◆ Passage provided

>>>

I am a person living with the biological brain disorder diagnosed as bipolar I illness. I have had a series of manic episodes and many years of depression, anxiety, and paranoia. But now for decades, I have the benefit of the right medicine, therapy, the support of family and friends, and much prayer which gives me a resolve to forgive myself and others. My symptoms are greatly lessened. I am more comfortable.
Sources of Healing
I am faithful to my spiritual practice and my communities. For the last 20 years, I have been an oblate of St Benedict at St Anselm's Abbey. This involves prayer with and for the monks. The abbey is a spiritual home for me, and I have found peace. When the monks chant the divine office there is present the same spirit one finds in an intensive care unit.
Prayer made it possible for me to make peace with many unfavorable things about myself. I made a poor choice in marriage and lived with violence. I have been hospitalized on the psych ward four times. I only worked for seven years in my profession. I was homeless for a month in February 1995. My misgivings over my history have lessened as I have found peace and healing.
The Importance of Growth
Two great sources of healing for me have been the National Catholic Partnership on Disability (NCPD) and the National Alliance on Mental Illness (NAMI). I found a wonderful reflection by Rita Sebastian Lambert in the NCPD book called Welcomed and Valued. My favorite two of her affirmations are the following.
"I will embrace my illness or my family member's illness as a friend this day looking for what it is teaching me about the mystery of God and life."
"I will not allow the stigma of mental illness to defeat me this day. I will choose to have power over stigma by detaching myself from the stigma."

<<<

Write the next part of the personal account of living with bipolar I illness, beginning after its final quoted affirmation.

Phrase grounding rows:
>>>

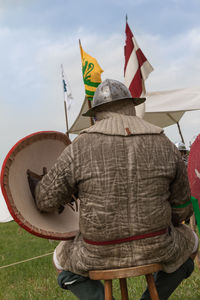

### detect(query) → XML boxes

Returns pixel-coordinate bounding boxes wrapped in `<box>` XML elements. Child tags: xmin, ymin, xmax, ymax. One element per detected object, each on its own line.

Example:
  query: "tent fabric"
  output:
<box><xmin>69</xmin><ymin>88</ymin><xmax>200</xmax><ymax>134</ymax></box>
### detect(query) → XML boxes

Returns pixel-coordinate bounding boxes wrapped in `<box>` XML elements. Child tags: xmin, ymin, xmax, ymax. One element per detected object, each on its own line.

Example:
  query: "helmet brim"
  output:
<box><xmin>82</xmin><ymin>98</ymin><xmax>146</xmax><ymax>117</ymax></box>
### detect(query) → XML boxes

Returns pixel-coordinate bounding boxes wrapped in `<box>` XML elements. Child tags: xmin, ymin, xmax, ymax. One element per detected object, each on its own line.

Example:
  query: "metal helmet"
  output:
<box><xmin>175</xmin><ymin>142</ymin><xmax>187</xmax><ymax>151</ymax></box>
<box><xmin>83</xmin><ymin>79</ymin><xmax>146</xmax><ymax>117</ymax></box>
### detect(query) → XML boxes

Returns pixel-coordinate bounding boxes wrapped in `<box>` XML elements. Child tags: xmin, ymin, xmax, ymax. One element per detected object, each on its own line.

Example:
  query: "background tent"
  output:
<box><xmin>0</xmin><ymin>191</ymin><xmax>13</xmax><ymax>223</ymax></box>
<box><xmin>69</xmin><ymin>88</ymin><xmax>200</xmax><ymax>134</ymax></box>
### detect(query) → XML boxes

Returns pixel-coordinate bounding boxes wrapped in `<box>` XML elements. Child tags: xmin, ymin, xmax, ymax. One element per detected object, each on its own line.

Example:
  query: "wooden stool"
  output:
<box><xmin>89</xmin><ymin>264</ymin><xmax>162</xmax><ymax>300</ymax></box>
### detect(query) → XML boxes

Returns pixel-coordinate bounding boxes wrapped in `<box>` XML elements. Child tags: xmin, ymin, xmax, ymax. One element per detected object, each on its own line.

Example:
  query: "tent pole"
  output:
<box><xmin>167</xmin><ymin>113</ymin><xmax>185</xmax><ymax>144</ymax></box>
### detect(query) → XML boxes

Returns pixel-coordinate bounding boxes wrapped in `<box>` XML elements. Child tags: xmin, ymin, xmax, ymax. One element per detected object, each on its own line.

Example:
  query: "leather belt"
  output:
<box><xmin>83</xmin><ymin>228</ymin><xmax>168</xmax><ymax>246</ymax></box>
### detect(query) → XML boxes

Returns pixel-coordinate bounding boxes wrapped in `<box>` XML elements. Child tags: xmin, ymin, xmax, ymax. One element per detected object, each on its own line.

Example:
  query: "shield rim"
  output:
<box><xmin>1</xmin><ymin>131</ymin><xmax>78</xmax><ymax>240</ymax></box>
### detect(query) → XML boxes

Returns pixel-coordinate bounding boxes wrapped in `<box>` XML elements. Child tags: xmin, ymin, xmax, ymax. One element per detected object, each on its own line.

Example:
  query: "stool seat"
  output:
<box><xmin>89</xmin><ymin>264</ymin><xmax>162</xmax><ymax>300</ymax></box>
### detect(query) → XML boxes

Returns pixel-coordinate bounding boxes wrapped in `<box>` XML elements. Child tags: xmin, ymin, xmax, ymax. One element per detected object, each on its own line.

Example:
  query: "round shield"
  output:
<box><xmin>188</xmin><ymin>134</ymin><xmax>200</xmax><ymax>206</ymax></box>
<box><xmin>1</xmin><ymin>131</ymin><xmax>79</xmax><ymax>240</ymax></box>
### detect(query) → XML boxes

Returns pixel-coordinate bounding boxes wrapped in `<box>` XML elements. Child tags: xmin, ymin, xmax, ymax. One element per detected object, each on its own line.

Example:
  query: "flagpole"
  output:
<box><xmin>78</xmin><ymin>39</ymin><xmax>94</xmax><ymax>126</ymax></box>
<box><xmin>61</xmin><ymin>64</ymin><xmax>69</xmax><ymax>137</ymax></box>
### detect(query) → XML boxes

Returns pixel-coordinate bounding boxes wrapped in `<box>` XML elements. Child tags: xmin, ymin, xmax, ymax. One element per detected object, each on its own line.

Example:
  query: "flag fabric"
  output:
<box><xmin>61</xmin><ymin>65</ymin><xmax>73</xmax><ymax>110</ymax></box>
<box><xmin>124</xmin><ymin>21</ymin><xmax>153</xmax><ymax>98</ymax></box>
<box><xmin>80</xmin><ymin>43</ymin><xmax>103</xmax><ymax>100</ymax></box>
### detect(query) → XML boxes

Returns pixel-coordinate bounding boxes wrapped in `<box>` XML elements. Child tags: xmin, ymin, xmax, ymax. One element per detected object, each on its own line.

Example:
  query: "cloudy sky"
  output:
<box><xmin>0</xmin><ymin>0</ymin><xmax>200</xmax><ymax>217</ymax></box>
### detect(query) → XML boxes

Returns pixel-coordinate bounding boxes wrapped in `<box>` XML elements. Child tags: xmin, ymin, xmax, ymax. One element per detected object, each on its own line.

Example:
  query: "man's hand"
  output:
<box><xmin>26</xmin><ymin>167</ymin><xmax>47</xmax><ymax>201</ymax></box>
<box><xmin>26</xmin><ymin>167</ymin><xmax>65</xmax><ymax>214</ymax></box>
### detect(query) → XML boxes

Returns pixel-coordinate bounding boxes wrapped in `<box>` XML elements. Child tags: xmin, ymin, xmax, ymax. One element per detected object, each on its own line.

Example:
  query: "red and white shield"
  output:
<box><xmin>188</xmin><ymin>134</ymin><xmax>200</xmax><ymax>206</ymax></box>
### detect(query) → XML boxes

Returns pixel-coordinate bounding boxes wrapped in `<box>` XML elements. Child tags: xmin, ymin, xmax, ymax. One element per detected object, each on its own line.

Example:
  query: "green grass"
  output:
<box><xmin>0</xmin><ymin>222</ymin><xmax>200</xmax><ymax>300</ymax></box>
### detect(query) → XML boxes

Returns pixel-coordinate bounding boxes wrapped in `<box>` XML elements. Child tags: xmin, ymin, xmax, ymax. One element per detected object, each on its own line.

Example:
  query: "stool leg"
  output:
<box><xmin>119</xmin><ymin>278</ymin><xmax>128</xmax><ymax>300</ymax></box>
<box><xmin>104</xmin><ymin>280</ymin><xmax>112</xmax><ymax>300</ymax></box>
<box><xmin>145</xmin><ymin>274</ymin><xmax>159</xmax><ymax>300</ymax></box>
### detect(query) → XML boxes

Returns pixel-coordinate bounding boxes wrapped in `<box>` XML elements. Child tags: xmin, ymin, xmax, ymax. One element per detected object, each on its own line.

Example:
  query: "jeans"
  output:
<box><xmin>58</xmin><ymin>258</ymin><xmax>194</xmax><ymax>300</ymax></box>
<box><xmin>140</xmin><ymin>258</ymin><xmax>194</xmax><ymax>300</ymax></box>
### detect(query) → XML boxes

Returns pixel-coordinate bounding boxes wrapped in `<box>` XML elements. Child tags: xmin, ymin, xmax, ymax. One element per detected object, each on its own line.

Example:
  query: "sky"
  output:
<box><xmin>0</xmin><ymin>0</ymin><xmax>200</xmax><ymax>218</ymax></box>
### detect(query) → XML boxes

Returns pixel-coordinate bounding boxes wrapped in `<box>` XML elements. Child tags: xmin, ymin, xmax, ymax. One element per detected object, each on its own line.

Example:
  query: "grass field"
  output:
<box><xmin>0</xmin><ymin>221</ymin><xmax>200</xmax><ymax>300</ymax></box>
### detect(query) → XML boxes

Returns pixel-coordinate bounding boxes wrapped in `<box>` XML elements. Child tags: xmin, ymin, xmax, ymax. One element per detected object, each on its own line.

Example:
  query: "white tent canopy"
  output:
<box><xmin>69</xmin><ymin>88</ymin><xmax>200</xmax><ymax>134</ymax></box>
<box><xmin>0</xmin><ymin>191</ymin><xmax>13</xmax><ymax>223</ymax></box>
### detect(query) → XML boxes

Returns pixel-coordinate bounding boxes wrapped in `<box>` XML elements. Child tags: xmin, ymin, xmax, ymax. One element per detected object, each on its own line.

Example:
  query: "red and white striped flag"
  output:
<box><xmin>124</xmin><ymin>21</ymin><xmax>153</xmax><ymax>98</ymax></box>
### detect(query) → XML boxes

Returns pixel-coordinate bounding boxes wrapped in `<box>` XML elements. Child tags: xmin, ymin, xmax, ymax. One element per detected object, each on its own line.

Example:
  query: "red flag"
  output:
<box><xmin>124</xmin><ymin>22</ymin><xmax>153</xmax><ymax>98</ymax></box>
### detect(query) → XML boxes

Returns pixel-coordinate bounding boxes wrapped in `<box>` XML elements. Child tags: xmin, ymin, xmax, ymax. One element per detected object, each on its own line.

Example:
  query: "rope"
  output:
<box><xmin>0</xmin><ymin>252</ymin><xmax>53</xmax><ymax>269</ymax></box>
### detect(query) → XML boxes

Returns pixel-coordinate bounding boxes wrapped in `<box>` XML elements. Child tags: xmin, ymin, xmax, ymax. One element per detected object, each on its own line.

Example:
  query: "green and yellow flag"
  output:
<box><xmin>79</xmin><ymin>43</ymin><xmax>103</xmax><ymax>100</ymax></box>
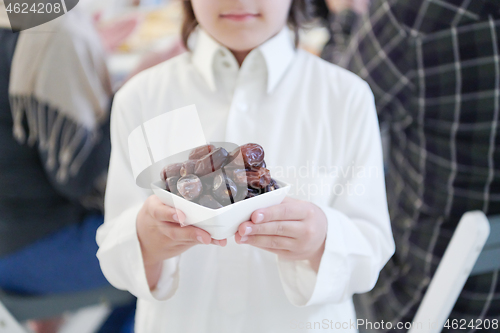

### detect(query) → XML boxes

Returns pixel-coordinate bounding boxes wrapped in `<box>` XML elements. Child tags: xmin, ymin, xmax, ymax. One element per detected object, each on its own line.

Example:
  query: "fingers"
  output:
<box><xmin>234</xmin><ymin>233</ymin><xmax>296</xmax><ymax>250</ymax></box>
<box><xmin>160</xmin><ymin>222</ymin><xmax>227</xmax><ymax>246</ymax></box>
<box><xmin>238</xmin><ymin>221</ymin><xmax>305</xmax><ymax>238</ymax></box>
<box><xmin>148</xmin><ymin>196</ymin><xmax>186</xmax><ymax>223</ymax></box>
<box><xmin>251</xmin><ymin>199</ymin><xmax>312</xmax><ymax>223</ymax></box>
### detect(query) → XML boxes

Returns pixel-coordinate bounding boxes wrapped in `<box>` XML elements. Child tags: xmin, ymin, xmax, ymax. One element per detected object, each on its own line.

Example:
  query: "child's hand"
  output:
<box><xmin>235</xmin><ymin>197</ymin><xmax>327</xmax><ymax>271</ymax></box>
<box><xmin>137</xmin><ymin>195</ymin><xmax>227</xmax><ymax>288</ymax></box>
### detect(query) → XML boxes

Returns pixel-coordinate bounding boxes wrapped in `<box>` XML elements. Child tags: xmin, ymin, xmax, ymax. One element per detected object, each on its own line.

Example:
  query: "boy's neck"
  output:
<box><xmin>231</xmin><ymin>50</ymin><xmax>251</xmax><ymax>67</ymax></box>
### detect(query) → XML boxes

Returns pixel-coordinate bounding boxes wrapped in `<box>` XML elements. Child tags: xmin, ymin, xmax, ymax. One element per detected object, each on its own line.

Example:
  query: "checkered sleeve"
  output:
<box><xmin>340</xmin><ymin>0</ymin><xmax>500</xmax><ymax>332</ymax></box>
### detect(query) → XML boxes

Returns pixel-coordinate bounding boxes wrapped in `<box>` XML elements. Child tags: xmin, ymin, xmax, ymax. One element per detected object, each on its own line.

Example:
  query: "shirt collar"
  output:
<box><xmin>192</xmin><ymin>27</ymin><xmax>295</xmax><ymax>93</ymax></box>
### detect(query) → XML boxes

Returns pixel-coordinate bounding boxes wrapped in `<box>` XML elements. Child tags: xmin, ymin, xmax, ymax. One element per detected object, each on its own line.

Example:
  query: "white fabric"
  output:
<box><xmin>97</xmin><ymin>28</ymin><xmax>394</xmax><ymax>333</ymax></box>
<box><xmin>4</xmin><ymin>4</ymin><xmax>112</xmax><ymax>183</ymax></box>
<box><xmin>0</xmin><ymin>0</ymin><xmax>10</xmax><ymax>29</ymax></box>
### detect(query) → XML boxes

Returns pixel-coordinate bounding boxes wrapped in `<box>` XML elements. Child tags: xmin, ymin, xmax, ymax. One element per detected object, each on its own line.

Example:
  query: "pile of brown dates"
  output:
<box><xmin>160</xmin><ymin>143</ymin><xmax>279</xmax><ymax>209</ymax></box>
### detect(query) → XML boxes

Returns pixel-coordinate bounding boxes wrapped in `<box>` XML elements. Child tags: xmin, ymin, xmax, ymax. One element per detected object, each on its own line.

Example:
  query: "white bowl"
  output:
<box><xmin>151</xmin><ymin>180</ymin><xmax>290</xmax><ymax>239</ymax></box>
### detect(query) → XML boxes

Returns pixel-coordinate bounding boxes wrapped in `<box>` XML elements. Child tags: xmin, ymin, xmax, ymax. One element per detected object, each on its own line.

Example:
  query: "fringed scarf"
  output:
<box><xmin>0</xmin><ymin>2</ymin><xmax>112</xmax><ymax>183</ymax></box>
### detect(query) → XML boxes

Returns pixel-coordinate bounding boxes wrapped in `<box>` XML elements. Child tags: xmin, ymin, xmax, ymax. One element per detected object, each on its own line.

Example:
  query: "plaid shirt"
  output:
<box><xmin>324</xmin><ymin>0</ymin><xmax>500</xmax><ymax>332</ymax></box>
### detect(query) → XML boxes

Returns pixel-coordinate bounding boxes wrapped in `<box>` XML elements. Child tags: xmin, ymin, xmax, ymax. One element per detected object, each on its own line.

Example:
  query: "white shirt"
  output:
<box><xmin>97</xmin><ymin>28</ymin><xmax>394</xmax><ymax>333</ymax></box>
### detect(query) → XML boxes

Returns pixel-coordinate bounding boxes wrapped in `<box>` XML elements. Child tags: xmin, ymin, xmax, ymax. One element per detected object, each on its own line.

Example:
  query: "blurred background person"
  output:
<box><xmin>0</xmin><ymin>2</ymin><xmax>134</xmax><ymax>332</ymax></box>
<box><xmin>323</xmin><ymin>0</ymin><xmax>500</xmax><ymax>331</ymax></box>
<box><xmin>312</xmin><ymin>0</ymin><xmax>371</xmax><ymax>64</ymax></box>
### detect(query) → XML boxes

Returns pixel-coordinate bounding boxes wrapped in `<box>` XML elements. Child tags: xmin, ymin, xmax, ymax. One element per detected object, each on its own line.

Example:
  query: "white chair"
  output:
<box><xmin>354</xmin><ymin>211</ymin><xmax>500</xmax><ymax>333</ymax></box>
<box><xmin>0</xmin><ymin>286</ymin><xmax>134</xmax><ymax>333</ymax></box>
<box><xmin>408</xmin><ymin>211</ymin><xmax>500</xmax><ymax>333</ymax></box>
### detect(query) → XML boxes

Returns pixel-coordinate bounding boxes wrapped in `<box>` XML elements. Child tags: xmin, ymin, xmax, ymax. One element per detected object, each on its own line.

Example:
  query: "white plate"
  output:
<box><xmin>151</xmin><ymin>180</ymin><xmax>290</xmax><ymax>239</ymax></box>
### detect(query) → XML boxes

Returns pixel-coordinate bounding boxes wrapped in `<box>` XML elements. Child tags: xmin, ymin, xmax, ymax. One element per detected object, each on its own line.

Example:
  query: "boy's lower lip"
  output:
<box><xmin>220</xmin><ymin>14</ymin><xmax>259</xmax><ymax>21</ymax></box>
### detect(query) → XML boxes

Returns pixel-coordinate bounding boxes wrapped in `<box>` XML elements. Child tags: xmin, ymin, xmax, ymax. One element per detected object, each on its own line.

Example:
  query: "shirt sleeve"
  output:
<box><xmin>278</xmin><ymin>80</ymin><xmax>395</xmax><ymax>306</ymax></box>
<box><xmin>96</xmin><ymin>87</ymin><xmax>179</xmax><ymax>301</ymax></box>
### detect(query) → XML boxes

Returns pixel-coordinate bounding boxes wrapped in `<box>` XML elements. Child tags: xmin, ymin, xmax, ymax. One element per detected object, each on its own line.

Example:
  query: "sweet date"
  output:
<box><xmin>177</xmin><ymin>175</ymin><xmax>203</xmax><ymax>201</ymax></box>
<box><xmin>212</xmin><ymin>172</ymin><xmax>238</xmax><ymax>206</ymax></box>
<box><xmin>240</xmin><ymin>143</ymin><xmax>264</xmax><ymax>168</ymax></box>
<box><xmin>246</xmin><ymin>167</ymin><xmax>271</xmax><ymax>188</ymax></box>
<box><xmin>188</xmin><ymin>145</ymin><xmax>215</xmax><ymax>160</ymax></box>
<box><xmin>179</xmin><ymin>160</ymin><xmax>198</xmax><ymax>177</ymax></box>
<box><xmin>194</xmin><ymin>147</ymin><xmax>228</xmax><ymax>177</ymax></box>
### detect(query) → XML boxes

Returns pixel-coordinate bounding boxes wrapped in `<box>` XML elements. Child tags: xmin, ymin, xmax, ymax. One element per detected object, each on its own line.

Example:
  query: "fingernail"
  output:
<box><xmin>255</xmin><ymin>213</ymin><xmax>264</xmax><ymax>223</ymax></box>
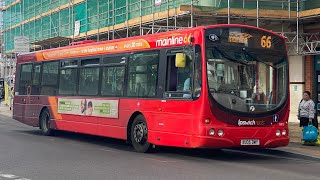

<<<

◆ Task answer
Part of my work at NCPD is responding to requests for large print Roman Missal. Preparing these for mailing is especially rewarding to me because I have been attending daily Mass for 30 years, and I see this as a way of giving back for so great a gift.
At NAMI support group I learned that although there is no cure for mental illness, recovery is possible with treatment. This means that I can manage my symptoms, and live a meaningful and purposeful life that benefits society. At one time I was crushed by my mental illness. This is no longer the case. I have the confidence to meet new challenges.
Even though my illness involves my brain it does not prevent intellectual pursuits. After my second psychotic episode, I earned a degree in mechanical engineering from the University of Maryland. I worked as a project manager inspecting the construction. I started as a GS 5 and left as a GS 11.
God's Longing for me is Greater
I think it would be very good for the Catholic Church to be more involved in ministry with individuals and families living with mental illness. Here in DC, we have a monthly gathering at the Shrine of the Immaculate Conception since February 2003 to pray the rosary, participate in a private Mass, and share a meal. Then in June 2014, we started monthly support and discussion group at St Anselm's Abbey. We have grown in trust, insight, fidelity to treatment, friendship, and most importantly, gratitude.
I would welcome the opportunity for conversation with anyone interested in a similar effort. Recently I read the phrase "unprecedented grace". I pray for grace for a ministry of care and concern for people with an illness that is treatable though perplexing. Saints like St Dymphna, St John of God, and St Benedict Joseph Labre would witness that this is not new work for the Church.
Even so, we could do something new and beautiful for God by helping the many more who struggle with questions and concerns that involve unspeakable pain. We Catholics have a rich history, library, music, art, and liturgy that without a doubt equip us to accompany individuals as they seek answers. Daily we bring comfort, consolation, and strength to our neighbors.
In my efforts, I am encouraged by the words with which Rita Sebastian Lambert concludes her meditation. "Knowing for sure that although I long for God, God's longing for me is even greater. I will rest in that knowledge this day."
Judy Barr lives in Maryland and volunteers at NCPD.